Copy word for word the line containing "Task: annotate the man's eyebrow." together with all lines following it to the end of the listing below, without the pictures.
--- Start of RECORDS SUPPLIED ---
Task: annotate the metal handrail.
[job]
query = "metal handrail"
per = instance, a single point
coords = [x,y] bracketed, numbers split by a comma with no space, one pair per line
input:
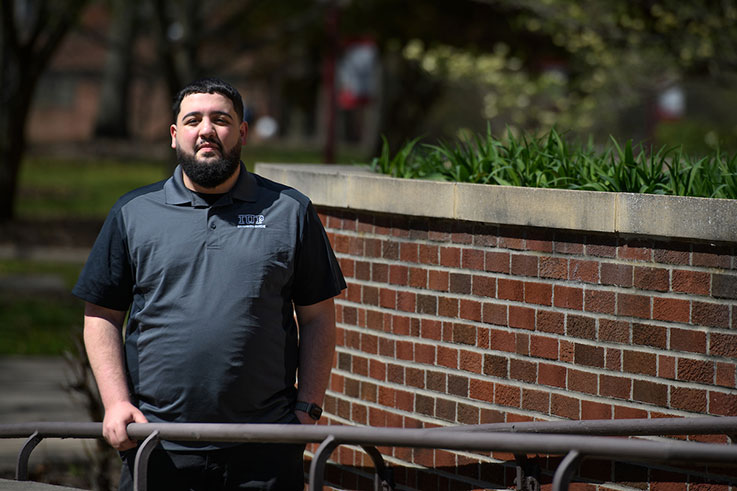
[478,437]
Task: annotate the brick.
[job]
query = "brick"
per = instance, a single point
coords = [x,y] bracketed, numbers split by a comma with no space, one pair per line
[552,375]
[654,279]
[724,286]
[549,321]
[692,282]
[701,371]
[613,359]
[603,302]
[507,395]
[438,280]
[639,362]
[424,405]
[536,400]
[448,307]
[710,314]
[633,305]
[723,344]
[521,317]
[523,370]
[671,310]
[495,314]
[722,404]
[590,356]
[544,347]
[582,381]
[470,361]
[521,343]
[568,297]
[406,301]
[450,257]
[464,334]
[612,386]
[497,262]
[458,385]
[538,293]
[524,265]
[470,310]
[502,341]
[585,271]
[429,254]
[418,278]
[447,357]
[483,286]
[595,410]
[481,390]
[581,327]
[460,283]
[472,259]
[649,335]
[553,268]
[567,407]
[617,275]
[614,331]
[667,367]
[688,399]
[726,374]
[688,340]
[496,366]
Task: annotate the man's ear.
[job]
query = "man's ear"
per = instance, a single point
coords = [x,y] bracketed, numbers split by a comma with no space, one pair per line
[244,132]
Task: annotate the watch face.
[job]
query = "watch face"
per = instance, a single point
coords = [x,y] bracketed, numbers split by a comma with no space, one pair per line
[315,411]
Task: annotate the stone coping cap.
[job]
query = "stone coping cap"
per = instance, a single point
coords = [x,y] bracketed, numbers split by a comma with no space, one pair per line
[357,187]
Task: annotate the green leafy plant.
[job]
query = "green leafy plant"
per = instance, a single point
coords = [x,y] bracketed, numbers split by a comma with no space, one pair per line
[550,161]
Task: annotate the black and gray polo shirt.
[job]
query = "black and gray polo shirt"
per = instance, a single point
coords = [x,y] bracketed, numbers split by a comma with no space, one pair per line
[211,335]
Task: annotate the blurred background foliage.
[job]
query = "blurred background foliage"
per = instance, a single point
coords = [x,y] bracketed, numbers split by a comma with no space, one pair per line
[326,75]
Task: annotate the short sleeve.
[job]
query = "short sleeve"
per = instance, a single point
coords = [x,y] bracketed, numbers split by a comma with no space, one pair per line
[106,279]
[317,273]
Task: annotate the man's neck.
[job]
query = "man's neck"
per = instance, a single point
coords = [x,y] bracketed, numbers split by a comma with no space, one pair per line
[219,189]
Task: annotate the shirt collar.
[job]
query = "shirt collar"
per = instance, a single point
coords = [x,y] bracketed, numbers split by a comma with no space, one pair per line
[176,193]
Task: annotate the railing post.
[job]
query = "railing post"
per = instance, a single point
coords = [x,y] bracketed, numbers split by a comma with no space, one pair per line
[140,466]
[565,470]
[320,459]
[21,466]
[383,479]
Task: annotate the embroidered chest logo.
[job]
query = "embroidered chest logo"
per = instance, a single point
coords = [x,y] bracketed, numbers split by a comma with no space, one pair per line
[251,221]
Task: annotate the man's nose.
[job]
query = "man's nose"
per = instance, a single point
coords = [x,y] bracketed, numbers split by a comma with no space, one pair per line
[207,128]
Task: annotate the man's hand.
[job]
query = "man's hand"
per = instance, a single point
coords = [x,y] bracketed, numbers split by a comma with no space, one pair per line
[116,421]
[304,418]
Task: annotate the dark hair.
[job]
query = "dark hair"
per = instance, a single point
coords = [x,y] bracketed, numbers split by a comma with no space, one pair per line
[210,86]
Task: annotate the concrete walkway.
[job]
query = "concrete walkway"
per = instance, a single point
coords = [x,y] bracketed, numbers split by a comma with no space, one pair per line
[33,390]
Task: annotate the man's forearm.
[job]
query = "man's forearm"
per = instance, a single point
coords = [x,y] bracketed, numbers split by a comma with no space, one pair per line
[316,349]
[104,344]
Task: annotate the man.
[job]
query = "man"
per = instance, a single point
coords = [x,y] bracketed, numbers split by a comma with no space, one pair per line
[213,264]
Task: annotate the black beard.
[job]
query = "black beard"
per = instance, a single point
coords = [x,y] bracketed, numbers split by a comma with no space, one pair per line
[213,173]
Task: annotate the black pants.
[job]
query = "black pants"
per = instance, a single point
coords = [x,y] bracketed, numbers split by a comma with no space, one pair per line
[270,466]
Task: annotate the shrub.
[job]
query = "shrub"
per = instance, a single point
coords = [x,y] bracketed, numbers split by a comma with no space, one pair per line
[550,161]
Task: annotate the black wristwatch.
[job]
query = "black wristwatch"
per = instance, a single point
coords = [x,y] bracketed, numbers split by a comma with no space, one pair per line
[313,410]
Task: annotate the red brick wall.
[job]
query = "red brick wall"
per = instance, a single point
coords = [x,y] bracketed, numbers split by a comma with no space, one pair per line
[463,323]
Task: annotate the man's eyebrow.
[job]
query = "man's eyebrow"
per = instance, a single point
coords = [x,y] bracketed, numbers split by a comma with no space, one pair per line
[199,113]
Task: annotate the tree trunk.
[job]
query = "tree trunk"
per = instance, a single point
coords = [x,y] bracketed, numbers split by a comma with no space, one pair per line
[27,42]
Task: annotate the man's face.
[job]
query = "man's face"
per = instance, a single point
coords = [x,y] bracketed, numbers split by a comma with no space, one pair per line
[208,136]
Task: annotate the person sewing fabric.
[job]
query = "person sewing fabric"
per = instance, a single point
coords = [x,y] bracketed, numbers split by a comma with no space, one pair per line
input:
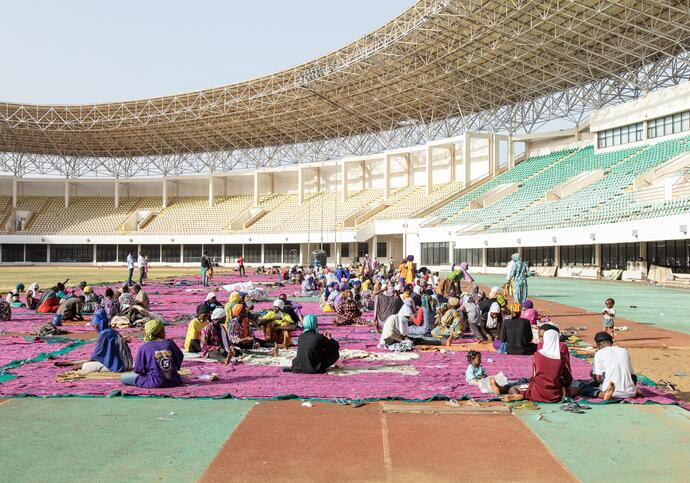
[315,352]
[215,340]
[158,360]
[192,342]
[111,352]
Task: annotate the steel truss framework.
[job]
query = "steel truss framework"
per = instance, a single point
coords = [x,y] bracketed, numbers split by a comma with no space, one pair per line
[440,68]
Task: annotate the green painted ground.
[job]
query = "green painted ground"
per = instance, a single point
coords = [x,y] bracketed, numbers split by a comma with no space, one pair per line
[617,442]
[661,306]
[116,439]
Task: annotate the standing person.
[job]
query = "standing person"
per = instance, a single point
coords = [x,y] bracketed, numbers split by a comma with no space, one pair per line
[519,271]
[130,267]
[240,263]
[141,261]
[609,314]
[205,268]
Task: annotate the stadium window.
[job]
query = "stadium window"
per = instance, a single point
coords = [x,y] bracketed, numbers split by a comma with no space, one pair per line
[252,253]
[170,253]
[381,250]
[106,253]
[362,249]
[232,253]
[499,257]
[39,253]
[291,253]
[122,252]
[215,252]
[151,251]
[71,253]
[435,253]
[191,253]
[273,253]
[539,256]
[473,256]
[674,254]
[13,253]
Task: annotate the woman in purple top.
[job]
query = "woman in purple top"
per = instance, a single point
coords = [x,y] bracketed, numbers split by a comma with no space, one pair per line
[158,360]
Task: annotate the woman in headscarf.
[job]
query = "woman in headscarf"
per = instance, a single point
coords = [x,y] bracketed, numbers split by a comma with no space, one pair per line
--- End of RECORDS SUPPLIED ---
TASK RESPONSE:
Task: annotate the man's eyebrow.
[job]
query = "man's eyebrow"
per = instance, a single point
coords = [x,y] bracketed, numbers split by a comma with no space, one pair per line
[199,113]
Task: annotate the tree trunk.
[job]
query = "tree trunk"
per = instance, a single point
coords = [x,y] bracketed, numbers split by a comma with no space, one pair per line
[27,42]
Task: annotate the man's face.
[job]
query = "man's face"
per = instance, a single point
coords = [x,y] bracketed, numbers split by a comma with no space, one pair per line
[208,136]
Task: annotate the person sewing fabric.
[job]
query = "person sewing fabric"
per = instance, a single point
coords = [x,y] bracketed, numbers split by a comma with no space, one pair per line
input:
[315,352]
[215,340]
[158,360]
[192,342]
[111,352]
Task: annotate the steel truss framework.
[job]
query = "steel truss framework"
per = instance, a single point
coords = [x,y] bracketed, numbers split by a comma with no space, one pair per line
[440,68]
Task: annotate the green painted ground.
[job]
query = "green painted ground"
per = instance, a single point
coords = [x,y] bracketed, numbers split by a comma with no space, one pair per line
[617,442]
[661,306]
[116,439]
Task: annotate the standing person.
[job]
query = "standing person"
per = instance, a single point
coords = [x,y] bracketed, numbers split by a comma with no space, one pair per line
[519,271]
[130,267]
[240,263]
[141,261]
[609,314]
[205,268]
Task: annotate the stadium window.
[job]
query = "stadium window"
per = instance, a single point
coords = [x,y] bracketed, numbers split by a comma with no space, one pair per line
[252,253]
[170,253]
[381,250]
[106,253]
[362,249]
[232,253]
[499,257]
[39,253]
[291,253]
[122,252]
[215,252]
[151,251]
[71,253]
[435,253]
[191,253]
[273,253]
[539,256]
[473,256]
[674,254]
[13,253]
Task: annotate the woman in purple top.
[job]
query = "woman in purple top"
per = instance, a single point
coords = [x,y] bracketed, numbers split by a comma with no space, one pair per line
[158,360]
Task: annotate the woman in headscarf.
[job]
query = "woman in headscarf"
per = instance, a single point
coords = [x,y] bracketed, numbers split by a comma with no space, one pair per line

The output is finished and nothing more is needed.